**TEXT SHOWN:**
********************
The decennial Census is a high-stakes feat. It informs government spending, business planning, and congressional apportionment. No wonder the Census Bureau takes such great pains with each question. After all, when you ask only ten questions or so, you’ve got to make them count (pun intended). You can almost hear the bureaucratic hand-wringing in the agency’s requests for public comment: how should we word questions about race and Hispanic origin? Can we gather this information effectively through handheld computers, or through the internet? How will our “dress rehearsals” for collecting all this data go? For good reason, the Bureau engages in extensive survey pre-testing during the decade before show time. Census staffers must be an anxious lot.
One wonders, then, how Commerce Secretary Wilbur Ross—in a memorandum directing the Bureau to include a question on citizenship—could puzzle about whether a “mechanism” exists for learning about possible non-response rates. He is either seriously misinformed about how the Census Bureau usually works (troubling) or doesn’t care (also troubling). Ross’ claim that testing from the long-form American Community Survey, which already contains a citizenship question, is good enough also stretches credulity. You don’t have to be an expert demographer to know that different surveys with different functions, contents, formats, lengths, consequences, and visibilities are going to produce different response rates.
The point of this post, however, isn’t to wade into survey methodology, but instead to consider what is happening at the Census Bureau from the perspective of administrative law. Like any agency, the Bureau is subject to the Administrative Procedure Act (APA), as well as lesser-known statutes like the Paperwork Reduction Act and the Data Quality Act (more on these below). The APA requires that agencies refrain from acting in ways that are “arbitrary and capricious.” Put differently, agencies must give credible reasons for their decisions grounded in expertise. Judge Leventhal of the D.C. Circuit has put the standard more colorfully: look out for “danger signals” that the agency has not really taken the problem seriously. In this view, courts should try to smoke out politicized intent unmoored from the available evidence (or lack thereof). Different judges can disagree on what these signals are, but in this case, they can take their pick:
Violations of an agency’s own internal standards and procedures. Something is usually amiss when an agency doesn’t follow its own procedures. That’s the premise at least of the so-called Accardi doctrine. When an agency constrains its own discretion, it’s legally obligated to operate accordingly. To be sure, the doctrine has the most bite when the agency has tied its own hands through a legislative rule, the violation of which results in third-party harm. But courts have often applied Accardi even in cases where the agency has issued an internal manual or other less formal means of commitment.
********************
**DATA EXCERPTS:**
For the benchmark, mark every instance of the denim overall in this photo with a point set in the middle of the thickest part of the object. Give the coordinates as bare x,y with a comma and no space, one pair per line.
********************
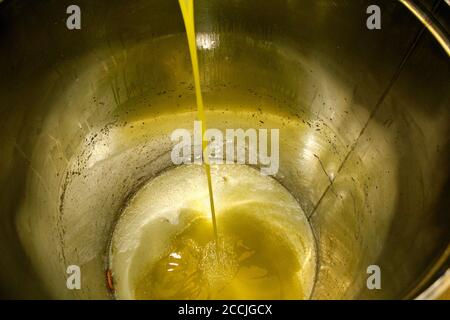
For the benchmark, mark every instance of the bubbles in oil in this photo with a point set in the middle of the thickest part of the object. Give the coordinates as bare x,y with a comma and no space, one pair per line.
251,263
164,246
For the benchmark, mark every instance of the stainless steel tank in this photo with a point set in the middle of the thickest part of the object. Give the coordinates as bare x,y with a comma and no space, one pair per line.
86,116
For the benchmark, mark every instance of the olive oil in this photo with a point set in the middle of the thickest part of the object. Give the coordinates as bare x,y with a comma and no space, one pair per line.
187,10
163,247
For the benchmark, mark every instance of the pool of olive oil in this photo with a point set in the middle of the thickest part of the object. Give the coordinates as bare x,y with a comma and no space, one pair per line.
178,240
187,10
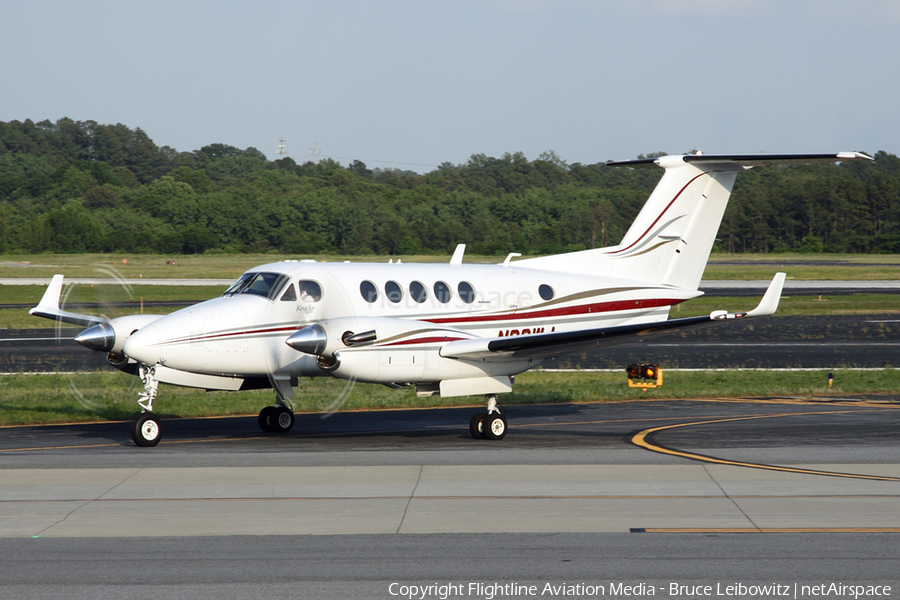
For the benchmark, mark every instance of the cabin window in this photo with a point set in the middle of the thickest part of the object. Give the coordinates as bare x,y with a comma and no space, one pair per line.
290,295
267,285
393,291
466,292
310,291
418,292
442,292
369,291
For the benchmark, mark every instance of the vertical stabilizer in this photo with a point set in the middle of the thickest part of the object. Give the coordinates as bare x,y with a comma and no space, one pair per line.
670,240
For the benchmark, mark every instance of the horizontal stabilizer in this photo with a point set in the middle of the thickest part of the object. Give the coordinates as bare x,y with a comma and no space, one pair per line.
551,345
********************
**TASK PROMPT:**
Print the part of the census post from "One wonders, then, how" to "different response rates.". The rows stand apart from the census post and are not connected to it.

**WRITTEN RESPONSE:**
One wonders, then, how Commerce Secretary Wilbur Ross—in a memorandum directing the Bureau to include a question on citizenship—could puzzle about whether a “mechanism” exists for learning about possible non-response rates. He is either seriously misinformed about how the Census Bureau usually works (troubling) or doesn’t care (also troubling). Ross’ claim that testing from the long-form American Community Survey, which already contains a citizenship question, is good enough also stretches credulity. You don’t have to be an expert demographer to know that different surveys with different functions, contents, formats, lengths, consequences, and visibilities are going to produce different response rates.